(Source data)
◆ ◆ ◆ ◆ ◆

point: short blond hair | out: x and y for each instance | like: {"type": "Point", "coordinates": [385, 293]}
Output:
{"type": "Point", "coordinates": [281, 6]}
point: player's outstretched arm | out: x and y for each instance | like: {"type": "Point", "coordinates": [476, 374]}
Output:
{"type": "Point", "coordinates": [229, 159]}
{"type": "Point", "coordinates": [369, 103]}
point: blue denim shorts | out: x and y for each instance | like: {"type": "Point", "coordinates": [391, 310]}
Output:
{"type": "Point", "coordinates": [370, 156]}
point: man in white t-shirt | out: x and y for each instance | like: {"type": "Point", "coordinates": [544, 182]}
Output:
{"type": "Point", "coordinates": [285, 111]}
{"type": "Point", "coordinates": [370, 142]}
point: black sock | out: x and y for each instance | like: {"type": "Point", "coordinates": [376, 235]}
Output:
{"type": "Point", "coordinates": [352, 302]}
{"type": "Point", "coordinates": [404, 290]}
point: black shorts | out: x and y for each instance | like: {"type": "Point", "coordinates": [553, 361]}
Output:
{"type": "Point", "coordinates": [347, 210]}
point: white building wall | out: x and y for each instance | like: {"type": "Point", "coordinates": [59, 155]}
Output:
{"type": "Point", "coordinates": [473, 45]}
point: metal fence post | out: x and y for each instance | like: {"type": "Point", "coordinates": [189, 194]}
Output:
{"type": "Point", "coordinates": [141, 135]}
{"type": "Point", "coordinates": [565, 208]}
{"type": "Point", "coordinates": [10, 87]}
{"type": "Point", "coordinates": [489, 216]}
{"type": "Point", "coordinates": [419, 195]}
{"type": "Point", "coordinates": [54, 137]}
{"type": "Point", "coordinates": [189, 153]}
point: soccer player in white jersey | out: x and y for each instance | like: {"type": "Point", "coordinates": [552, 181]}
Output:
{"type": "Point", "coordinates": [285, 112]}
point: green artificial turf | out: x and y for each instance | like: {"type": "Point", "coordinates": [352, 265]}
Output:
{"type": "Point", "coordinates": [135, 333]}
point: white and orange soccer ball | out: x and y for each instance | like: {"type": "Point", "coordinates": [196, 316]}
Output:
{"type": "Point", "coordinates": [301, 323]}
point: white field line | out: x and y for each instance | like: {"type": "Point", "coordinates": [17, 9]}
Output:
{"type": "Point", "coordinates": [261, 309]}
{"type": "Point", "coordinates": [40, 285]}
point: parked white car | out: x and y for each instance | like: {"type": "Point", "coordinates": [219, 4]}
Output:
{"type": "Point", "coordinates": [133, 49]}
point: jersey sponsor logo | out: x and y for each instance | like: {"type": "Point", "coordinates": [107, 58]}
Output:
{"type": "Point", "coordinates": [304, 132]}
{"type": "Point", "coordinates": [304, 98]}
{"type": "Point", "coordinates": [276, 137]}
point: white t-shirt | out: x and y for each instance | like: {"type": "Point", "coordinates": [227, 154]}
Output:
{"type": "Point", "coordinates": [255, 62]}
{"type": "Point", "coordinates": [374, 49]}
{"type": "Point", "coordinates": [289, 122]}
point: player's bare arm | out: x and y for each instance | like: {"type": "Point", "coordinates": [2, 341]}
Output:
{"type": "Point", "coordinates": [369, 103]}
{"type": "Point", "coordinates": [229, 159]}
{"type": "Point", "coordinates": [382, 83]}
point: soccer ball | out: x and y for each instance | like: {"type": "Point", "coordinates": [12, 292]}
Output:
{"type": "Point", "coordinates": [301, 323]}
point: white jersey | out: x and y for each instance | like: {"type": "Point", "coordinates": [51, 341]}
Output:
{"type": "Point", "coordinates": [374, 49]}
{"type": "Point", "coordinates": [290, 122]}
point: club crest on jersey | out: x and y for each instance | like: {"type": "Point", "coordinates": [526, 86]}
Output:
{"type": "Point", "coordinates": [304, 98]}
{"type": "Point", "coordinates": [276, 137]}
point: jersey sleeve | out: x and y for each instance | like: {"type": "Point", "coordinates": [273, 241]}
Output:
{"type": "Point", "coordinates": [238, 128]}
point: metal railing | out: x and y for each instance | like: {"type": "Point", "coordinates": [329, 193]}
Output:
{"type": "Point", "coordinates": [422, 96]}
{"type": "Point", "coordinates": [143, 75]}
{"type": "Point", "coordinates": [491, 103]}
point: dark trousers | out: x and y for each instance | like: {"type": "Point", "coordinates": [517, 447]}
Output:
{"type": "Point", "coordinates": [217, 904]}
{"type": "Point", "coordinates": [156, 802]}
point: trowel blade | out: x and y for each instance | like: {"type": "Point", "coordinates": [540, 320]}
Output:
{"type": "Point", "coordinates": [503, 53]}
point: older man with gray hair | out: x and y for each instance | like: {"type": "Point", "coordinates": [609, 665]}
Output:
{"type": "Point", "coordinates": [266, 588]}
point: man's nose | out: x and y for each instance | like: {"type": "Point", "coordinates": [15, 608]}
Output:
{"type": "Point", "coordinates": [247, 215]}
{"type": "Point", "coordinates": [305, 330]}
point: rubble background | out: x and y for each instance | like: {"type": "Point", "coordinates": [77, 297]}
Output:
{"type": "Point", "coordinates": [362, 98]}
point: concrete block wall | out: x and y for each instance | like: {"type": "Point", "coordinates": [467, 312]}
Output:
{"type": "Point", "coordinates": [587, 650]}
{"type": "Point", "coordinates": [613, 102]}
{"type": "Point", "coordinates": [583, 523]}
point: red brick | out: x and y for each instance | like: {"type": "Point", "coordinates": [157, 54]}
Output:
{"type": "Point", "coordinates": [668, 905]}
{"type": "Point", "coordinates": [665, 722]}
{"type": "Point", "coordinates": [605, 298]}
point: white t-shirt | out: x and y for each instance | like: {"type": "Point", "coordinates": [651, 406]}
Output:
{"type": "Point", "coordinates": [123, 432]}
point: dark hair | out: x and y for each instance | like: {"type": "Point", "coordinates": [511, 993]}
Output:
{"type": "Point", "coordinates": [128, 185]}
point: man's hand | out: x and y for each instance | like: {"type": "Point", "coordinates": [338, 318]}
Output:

◆ ◆ ◆ ◆ ◆

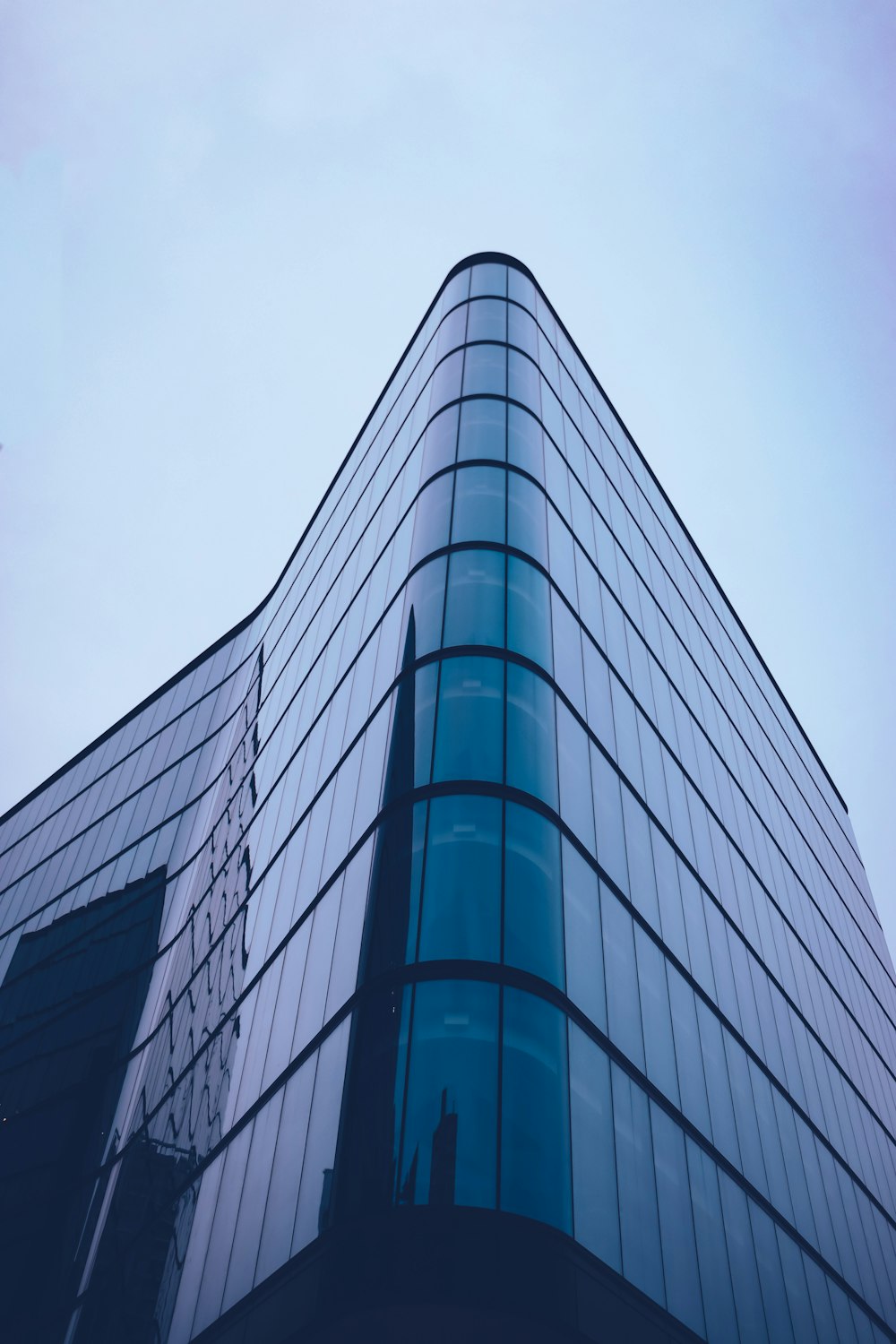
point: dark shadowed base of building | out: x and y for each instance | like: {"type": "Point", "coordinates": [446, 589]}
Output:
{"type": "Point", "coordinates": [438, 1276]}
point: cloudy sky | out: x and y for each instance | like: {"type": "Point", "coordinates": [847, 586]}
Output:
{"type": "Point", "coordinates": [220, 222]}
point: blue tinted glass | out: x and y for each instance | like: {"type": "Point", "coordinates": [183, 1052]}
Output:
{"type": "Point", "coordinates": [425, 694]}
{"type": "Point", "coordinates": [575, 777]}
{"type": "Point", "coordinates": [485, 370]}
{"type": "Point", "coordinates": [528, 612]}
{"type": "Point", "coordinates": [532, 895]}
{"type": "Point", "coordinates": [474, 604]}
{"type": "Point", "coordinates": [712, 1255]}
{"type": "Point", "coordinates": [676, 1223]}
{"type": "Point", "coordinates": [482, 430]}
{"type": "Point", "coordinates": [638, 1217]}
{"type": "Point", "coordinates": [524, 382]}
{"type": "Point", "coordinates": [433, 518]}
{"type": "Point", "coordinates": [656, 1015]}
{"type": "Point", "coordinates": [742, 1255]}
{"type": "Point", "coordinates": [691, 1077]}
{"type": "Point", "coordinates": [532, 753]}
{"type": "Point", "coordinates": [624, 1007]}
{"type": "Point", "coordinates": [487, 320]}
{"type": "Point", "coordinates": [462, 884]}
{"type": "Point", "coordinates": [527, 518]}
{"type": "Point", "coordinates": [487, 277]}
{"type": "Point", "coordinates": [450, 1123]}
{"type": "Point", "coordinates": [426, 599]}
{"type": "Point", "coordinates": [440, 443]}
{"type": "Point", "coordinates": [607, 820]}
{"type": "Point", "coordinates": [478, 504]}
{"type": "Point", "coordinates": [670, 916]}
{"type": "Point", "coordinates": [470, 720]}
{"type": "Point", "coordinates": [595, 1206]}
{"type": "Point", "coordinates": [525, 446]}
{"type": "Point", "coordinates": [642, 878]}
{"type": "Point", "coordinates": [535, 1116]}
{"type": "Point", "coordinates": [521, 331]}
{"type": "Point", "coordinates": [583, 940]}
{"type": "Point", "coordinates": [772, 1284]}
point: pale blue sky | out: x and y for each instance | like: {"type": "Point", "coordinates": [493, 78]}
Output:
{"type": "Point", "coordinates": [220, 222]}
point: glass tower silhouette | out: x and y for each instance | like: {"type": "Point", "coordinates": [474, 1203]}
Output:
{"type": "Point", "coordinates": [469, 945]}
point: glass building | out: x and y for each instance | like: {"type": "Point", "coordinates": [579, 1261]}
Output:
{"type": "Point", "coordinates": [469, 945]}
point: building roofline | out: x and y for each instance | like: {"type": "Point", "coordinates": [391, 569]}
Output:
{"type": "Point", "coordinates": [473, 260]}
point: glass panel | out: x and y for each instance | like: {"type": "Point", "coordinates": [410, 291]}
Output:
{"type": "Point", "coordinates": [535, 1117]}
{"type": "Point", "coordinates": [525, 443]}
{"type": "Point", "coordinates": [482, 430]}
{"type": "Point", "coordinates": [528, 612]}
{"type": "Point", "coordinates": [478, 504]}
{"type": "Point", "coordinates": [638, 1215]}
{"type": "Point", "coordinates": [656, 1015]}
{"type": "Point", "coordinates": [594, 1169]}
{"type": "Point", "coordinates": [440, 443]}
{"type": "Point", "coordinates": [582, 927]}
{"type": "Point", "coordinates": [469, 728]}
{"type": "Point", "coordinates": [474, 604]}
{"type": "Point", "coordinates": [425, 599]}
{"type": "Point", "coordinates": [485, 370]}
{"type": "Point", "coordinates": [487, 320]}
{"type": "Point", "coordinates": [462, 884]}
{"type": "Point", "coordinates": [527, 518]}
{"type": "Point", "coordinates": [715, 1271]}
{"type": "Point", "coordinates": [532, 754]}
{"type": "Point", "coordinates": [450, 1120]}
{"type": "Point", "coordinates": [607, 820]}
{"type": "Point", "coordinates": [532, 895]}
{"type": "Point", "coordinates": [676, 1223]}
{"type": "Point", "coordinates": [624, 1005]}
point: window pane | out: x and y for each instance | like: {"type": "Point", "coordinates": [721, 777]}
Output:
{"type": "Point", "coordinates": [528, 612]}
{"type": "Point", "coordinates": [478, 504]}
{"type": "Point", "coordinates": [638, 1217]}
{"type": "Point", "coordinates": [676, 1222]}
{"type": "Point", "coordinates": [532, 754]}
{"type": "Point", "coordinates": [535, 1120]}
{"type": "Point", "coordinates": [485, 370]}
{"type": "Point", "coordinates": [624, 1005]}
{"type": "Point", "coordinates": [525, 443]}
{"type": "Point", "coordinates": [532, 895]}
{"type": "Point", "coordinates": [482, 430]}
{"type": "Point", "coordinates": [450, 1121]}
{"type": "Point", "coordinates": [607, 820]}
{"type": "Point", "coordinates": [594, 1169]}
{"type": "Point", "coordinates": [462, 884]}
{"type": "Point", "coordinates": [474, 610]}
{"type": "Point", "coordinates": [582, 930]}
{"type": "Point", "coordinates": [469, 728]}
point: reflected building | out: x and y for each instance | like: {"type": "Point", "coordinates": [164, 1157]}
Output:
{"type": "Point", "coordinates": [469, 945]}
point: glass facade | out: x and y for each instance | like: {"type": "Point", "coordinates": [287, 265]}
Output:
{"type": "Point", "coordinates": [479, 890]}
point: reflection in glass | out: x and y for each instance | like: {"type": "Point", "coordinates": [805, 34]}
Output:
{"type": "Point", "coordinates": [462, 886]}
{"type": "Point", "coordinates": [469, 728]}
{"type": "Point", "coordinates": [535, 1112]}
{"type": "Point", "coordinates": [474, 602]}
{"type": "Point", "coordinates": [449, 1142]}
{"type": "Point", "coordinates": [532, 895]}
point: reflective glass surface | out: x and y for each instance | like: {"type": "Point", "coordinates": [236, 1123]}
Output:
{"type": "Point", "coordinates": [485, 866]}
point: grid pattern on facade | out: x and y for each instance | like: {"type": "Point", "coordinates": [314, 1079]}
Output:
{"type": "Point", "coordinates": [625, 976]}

◆ ◆ ◆ ◆ ◆

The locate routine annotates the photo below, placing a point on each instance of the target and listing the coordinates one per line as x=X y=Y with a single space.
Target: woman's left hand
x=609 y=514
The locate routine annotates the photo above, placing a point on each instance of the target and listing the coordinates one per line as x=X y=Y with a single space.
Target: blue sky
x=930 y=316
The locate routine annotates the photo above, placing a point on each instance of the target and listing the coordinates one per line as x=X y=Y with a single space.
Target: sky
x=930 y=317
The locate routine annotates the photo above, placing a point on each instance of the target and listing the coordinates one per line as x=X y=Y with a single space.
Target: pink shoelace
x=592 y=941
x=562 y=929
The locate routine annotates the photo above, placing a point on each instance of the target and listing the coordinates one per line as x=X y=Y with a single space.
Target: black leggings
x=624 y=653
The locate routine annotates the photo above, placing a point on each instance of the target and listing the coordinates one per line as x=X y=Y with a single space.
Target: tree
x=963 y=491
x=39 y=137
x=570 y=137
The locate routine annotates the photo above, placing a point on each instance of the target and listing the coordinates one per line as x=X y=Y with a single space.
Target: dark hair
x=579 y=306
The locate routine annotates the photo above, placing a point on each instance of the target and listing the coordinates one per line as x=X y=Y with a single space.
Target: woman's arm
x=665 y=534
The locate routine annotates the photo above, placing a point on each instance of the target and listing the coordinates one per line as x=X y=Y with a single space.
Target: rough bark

◆ ◆ ◆ ◆ ◆

# WHAT THE TASK REQUIRES
Update the lines from the line with "The locate routine annotates the photo below, placing" to the line with "x=930 y=316" so that "routine" becomes "tool", keeping everything else the same.

# RESPONSE TO THIS TASK
The locate tool annotates the photo below, placing a point on each instance of the target and listing the coordinates one per line as x=X y=Y with a single space.
Target: woman's left hand
x=609 y=514
The locate tool annotates the photo above, placing a point on each instance of the target and listing the coordinates one per line as x=X y=Y with a single space.
Target: blue sky
x=930 y=316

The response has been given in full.